READING TEXT:
........

St. Charles was known within the Episcopal Diocese of Olympia for its evangelical orientation, and the 2003 consecration of partnered gay bishop Gene Robinson led to a rupture. In October 2004, under the leadership of the Ven. Duncan Clark as rector, the members of St. Charles and another congregation—St. Stephen's in Oak Harbor—voted to disaffiliate from the Episcopal Church and become canonically resident under Bishop Robinson Cavalcanti in the theologically conservative Diocese of Recife in the Anglican Episcopal Church of Brazil. St. Charles in 2009 became a founding member of the Diocese of Cascadia in the newly formed Anglican Church in North America.

St. Charles and St. Stephen's negotiated an agreement with Bishop Vincent Warner to continue using their church buildings until 2014, receiving quitclaim deeds for the properties. However, under Presiding Bishop Katharine Jefferts Schori, who took office in 2006, the Episcopal Church refused to negotiate with congregations desiring affiliation with other Anglican Communion provinces, and upon expiring in 2014 the agreement was not renewed. On June 8, 2014, St. Charles held its final service in the building and relocated to leased property in a nearby office park. The congregation met there for five years while it raised money for a new building.

........

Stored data
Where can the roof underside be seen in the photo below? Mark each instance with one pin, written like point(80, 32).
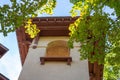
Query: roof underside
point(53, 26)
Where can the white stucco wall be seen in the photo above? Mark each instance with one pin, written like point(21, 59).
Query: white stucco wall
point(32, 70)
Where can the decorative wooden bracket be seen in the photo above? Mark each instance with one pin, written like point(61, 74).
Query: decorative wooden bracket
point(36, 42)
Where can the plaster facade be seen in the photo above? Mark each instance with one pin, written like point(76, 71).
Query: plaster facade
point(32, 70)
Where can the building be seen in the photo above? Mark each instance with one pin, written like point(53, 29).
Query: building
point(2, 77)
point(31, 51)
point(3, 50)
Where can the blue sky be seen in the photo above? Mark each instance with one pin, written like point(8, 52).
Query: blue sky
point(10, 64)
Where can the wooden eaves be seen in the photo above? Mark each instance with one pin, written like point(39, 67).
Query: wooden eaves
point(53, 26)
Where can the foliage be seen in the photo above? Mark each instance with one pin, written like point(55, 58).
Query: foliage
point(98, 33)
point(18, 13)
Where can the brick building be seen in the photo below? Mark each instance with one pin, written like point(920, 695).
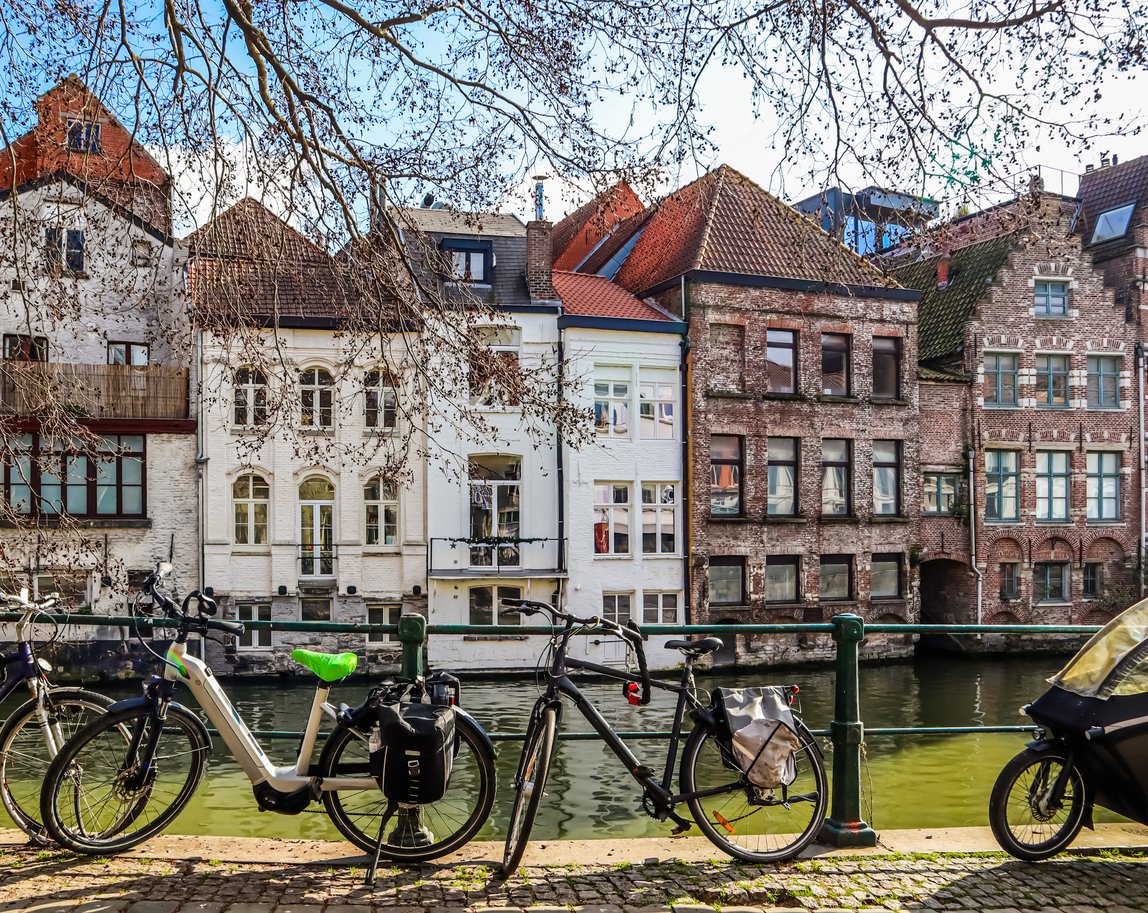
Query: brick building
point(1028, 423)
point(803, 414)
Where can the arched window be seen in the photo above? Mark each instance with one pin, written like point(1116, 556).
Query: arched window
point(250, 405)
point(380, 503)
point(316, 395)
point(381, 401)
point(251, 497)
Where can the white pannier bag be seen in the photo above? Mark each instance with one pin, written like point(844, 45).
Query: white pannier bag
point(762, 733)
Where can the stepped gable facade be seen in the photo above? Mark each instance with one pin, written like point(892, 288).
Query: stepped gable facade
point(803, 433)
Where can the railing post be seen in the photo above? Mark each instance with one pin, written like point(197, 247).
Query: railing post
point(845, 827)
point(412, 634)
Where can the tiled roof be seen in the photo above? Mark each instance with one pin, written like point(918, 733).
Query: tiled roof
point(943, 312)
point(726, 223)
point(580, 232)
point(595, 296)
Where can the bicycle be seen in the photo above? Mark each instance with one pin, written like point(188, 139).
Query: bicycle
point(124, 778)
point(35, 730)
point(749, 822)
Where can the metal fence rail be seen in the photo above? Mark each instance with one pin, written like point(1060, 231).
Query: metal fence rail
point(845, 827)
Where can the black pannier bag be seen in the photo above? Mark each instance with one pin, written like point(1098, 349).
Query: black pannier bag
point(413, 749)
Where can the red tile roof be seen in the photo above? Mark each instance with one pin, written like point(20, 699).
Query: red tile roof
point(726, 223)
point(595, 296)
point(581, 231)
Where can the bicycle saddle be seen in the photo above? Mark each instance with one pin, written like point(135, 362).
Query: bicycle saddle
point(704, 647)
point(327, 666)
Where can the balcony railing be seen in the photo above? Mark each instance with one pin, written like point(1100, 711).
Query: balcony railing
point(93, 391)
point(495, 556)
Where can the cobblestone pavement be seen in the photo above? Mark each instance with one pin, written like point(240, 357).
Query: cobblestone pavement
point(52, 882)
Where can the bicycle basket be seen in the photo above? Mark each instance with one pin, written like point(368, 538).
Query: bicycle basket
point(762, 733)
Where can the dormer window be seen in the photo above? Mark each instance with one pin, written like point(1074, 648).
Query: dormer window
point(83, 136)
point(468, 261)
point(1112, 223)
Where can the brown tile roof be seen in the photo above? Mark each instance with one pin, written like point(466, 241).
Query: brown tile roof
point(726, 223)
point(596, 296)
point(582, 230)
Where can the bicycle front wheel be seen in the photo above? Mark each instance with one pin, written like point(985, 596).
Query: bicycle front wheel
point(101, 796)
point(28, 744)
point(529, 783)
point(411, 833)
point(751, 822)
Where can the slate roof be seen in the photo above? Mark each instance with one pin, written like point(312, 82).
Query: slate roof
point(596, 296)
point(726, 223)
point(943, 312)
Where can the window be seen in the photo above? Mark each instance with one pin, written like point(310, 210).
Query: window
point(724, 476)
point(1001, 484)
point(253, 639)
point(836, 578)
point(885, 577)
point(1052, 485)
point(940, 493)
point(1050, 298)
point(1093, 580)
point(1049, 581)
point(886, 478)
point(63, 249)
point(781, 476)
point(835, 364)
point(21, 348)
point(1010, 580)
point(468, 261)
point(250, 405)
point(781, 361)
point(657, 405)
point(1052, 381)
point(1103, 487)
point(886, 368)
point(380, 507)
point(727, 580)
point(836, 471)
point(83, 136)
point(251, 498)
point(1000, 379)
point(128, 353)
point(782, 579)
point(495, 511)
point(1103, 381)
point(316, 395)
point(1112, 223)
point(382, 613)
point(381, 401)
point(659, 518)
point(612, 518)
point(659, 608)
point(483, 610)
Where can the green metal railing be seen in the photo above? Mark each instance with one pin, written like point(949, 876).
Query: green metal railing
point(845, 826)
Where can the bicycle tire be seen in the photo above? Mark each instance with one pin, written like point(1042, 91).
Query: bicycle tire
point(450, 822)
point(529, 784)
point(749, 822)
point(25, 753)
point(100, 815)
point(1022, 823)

........

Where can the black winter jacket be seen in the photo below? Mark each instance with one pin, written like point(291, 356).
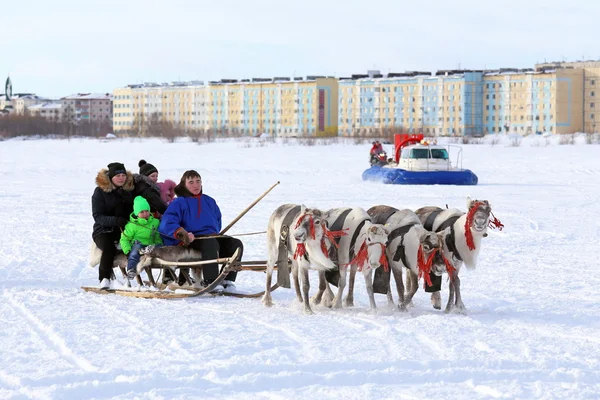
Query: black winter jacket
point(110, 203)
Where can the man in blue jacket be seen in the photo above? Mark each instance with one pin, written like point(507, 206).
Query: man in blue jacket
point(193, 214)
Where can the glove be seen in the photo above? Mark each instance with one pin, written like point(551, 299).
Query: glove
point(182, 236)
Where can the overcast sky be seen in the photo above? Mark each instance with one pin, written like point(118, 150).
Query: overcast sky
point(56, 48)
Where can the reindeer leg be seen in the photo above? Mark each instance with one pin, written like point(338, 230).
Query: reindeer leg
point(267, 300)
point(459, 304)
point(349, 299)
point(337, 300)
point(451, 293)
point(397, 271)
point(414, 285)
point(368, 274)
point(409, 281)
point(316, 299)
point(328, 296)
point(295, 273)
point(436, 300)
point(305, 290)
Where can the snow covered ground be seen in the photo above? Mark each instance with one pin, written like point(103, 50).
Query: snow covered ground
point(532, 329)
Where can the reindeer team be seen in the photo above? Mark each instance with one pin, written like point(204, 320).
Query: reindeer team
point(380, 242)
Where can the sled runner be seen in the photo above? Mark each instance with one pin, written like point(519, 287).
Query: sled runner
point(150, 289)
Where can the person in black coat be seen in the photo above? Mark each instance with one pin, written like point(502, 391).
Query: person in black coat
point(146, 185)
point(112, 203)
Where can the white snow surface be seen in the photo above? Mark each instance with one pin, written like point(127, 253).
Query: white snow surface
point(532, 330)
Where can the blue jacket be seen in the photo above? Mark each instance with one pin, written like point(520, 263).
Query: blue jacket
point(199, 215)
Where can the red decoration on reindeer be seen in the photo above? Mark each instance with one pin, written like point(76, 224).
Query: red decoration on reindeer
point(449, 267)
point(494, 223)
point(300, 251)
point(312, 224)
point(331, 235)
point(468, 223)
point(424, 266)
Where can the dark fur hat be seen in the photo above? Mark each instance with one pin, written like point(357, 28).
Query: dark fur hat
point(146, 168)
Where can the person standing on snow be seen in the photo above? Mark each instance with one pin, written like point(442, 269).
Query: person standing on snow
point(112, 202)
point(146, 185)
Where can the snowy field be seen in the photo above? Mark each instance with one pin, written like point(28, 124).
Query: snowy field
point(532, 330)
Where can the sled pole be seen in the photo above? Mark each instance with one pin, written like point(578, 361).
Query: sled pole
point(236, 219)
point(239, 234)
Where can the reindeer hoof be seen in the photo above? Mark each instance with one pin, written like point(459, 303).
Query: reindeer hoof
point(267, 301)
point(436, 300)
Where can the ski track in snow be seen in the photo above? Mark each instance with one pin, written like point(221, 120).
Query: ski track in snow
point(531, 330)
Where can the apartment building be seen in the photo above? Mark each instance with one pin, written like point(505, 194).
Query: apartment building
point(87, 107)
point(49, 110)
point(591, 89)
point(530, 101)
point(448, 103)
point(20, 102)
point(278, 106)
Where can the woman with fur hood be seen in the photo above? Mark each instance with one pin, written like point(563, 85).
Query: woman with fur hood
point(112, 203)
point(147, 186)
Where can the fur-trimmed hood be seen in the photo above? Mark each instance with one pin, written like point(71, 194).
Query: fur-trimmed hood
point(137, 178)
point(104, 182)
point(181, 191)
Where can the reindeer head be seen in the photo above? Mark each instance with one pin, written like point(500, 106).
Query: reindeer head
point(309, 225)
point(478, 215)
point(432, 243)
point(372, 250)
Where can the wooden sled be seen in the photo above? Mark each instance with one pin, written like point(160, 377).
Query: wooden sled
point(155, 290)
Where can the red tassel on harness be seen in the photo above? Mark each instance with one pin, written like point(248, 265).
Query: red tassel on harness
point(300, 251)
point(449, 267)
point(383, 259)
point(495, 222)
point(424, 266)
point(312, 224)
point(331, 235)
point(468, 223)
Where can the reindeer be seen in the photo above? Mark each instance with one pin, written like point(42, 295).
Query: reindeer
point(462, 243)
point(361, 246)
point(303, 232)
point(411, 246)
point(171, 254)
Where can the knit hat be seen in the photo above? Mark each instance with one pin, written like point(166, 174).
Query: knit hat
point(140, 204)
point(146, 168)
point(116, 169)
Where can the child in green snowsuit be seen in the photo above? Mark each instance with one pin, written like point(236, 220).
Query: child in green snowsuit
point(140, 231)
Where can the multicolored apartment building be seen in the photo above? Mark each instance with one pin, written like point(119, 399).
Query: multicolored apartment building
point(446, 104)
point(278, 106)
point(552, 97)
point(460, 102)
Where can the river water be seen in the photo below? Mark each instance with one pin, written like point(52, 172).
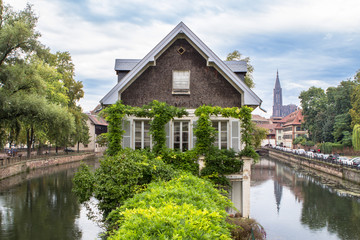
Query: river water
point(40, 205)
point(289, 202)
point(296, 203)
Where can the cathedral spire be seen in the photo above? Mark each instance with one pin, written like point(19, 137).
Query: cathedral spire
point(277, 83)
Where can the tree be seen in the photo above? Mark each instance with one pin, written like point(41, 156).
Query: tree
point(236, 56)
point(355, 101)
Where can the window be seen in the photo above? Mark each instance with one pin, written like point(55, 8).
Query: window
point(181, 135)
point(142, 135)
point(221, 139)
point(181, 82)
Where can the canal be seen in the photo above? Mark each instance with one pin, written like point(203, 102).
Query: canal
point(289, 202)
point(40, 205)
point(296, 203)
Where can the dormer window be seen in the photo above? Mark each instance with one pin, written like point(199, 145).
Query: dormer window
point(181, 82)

........

WHAT THIS EXERCISE ASKS:
**1)** List every bishop named in the St. Charles text.
**2)** Print the part of the St. Charles text between "St. Charles was" and "in North America.", inclusive.
**3)** Answer these questions from the St. Charles text.
(a) In what month and year did the members of St. Charles vote to disaffiliate from the Episcopal Church?
(b) On what date did St. Charles hold its final service in its building?
(c) For how many years did the congregation meet at the office park?
These rows have no connection to the St. Charles text.

PROBLEM SOLUTIONS:
**1)**
Gene Robinson
Robinson Cavalcanti
Vincent Warner
Katharine Jefferts Schori

**2)**
St. Charles was known within the Episcopal Diocese of Olympia for its evangelical orientation, and the 2003 consecration of partnered gay bishop Gene Robinson led to a rupture. In October 2004, under the leadership of the Ven. Duncan Clark as rector, the members of St. Charles and another congregation—St. Stephen's in Oak Harbor—voted to disaffiliate from the Episcopal Church and become canonically resident under Bishop Robinson Cavalcanti in the theologically conservative Diocese of Recife in the Anglican Episcopal Church of Brazil. St. Charles in 2009 became a founding member of the Diocese of Cascadia in the newly formed Anglican Church in North America.

**3)**
(a) October 2004
(b) June 8, 2014
(c) Five years